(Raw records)
----------------------------------------

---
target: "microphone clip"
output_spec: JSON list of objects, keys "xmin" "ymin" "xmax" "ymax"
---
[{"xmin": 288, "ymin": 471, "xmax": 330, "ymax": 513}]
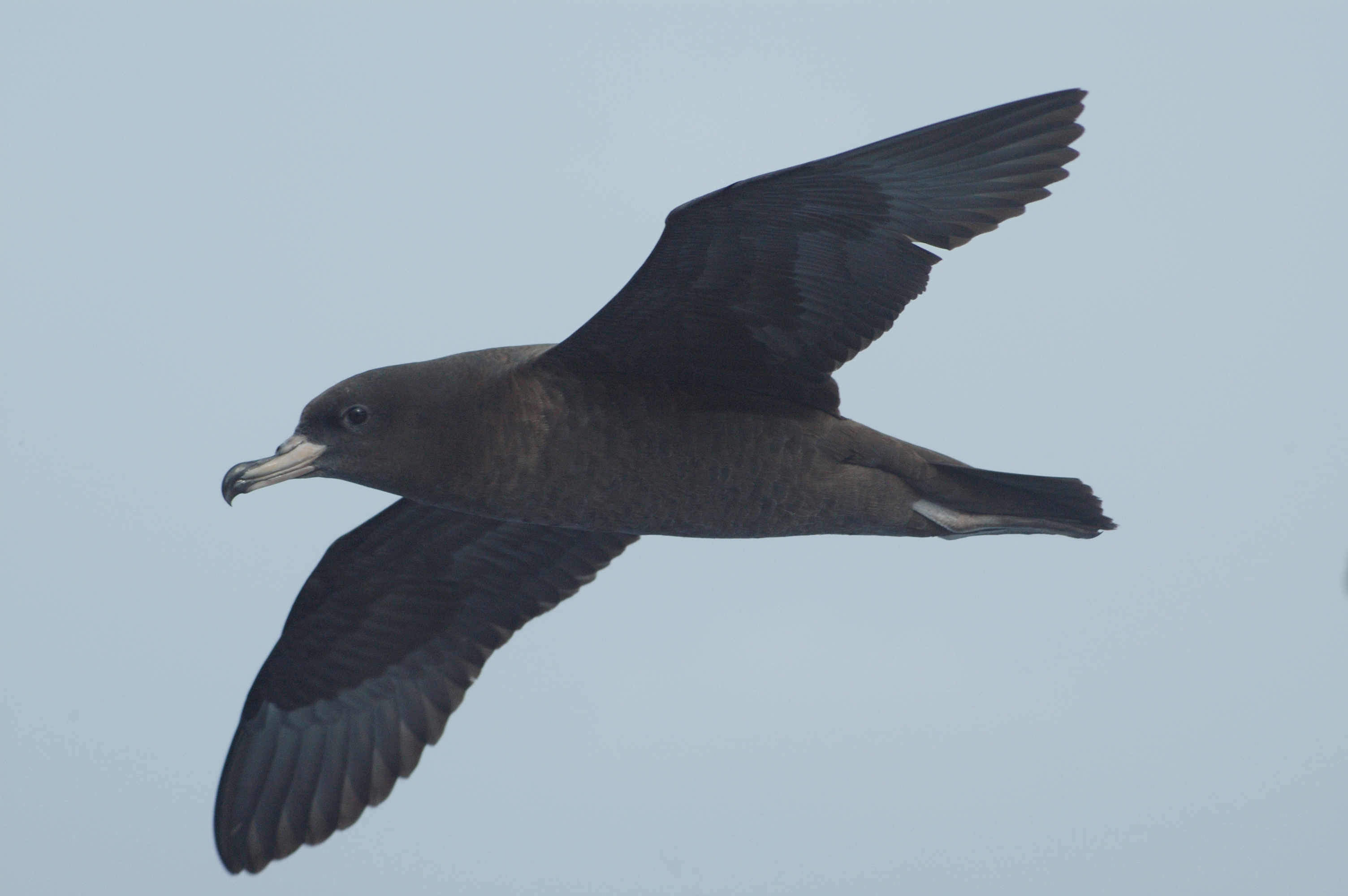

----------------------------------------

## Written instruction
Write out every line of the records again in full, shifting each bounding box coordinate in the answers by -72. Leave the pictures out.

## Solution to the exercise
---
target: "microphone clip"
output_spec: JSON list of objects, keys "xmin" "ymin" "xmax" "ymax"
---
[{"xmin": 216, "ymin": 399, "xmax": 258, "ymax": 441}]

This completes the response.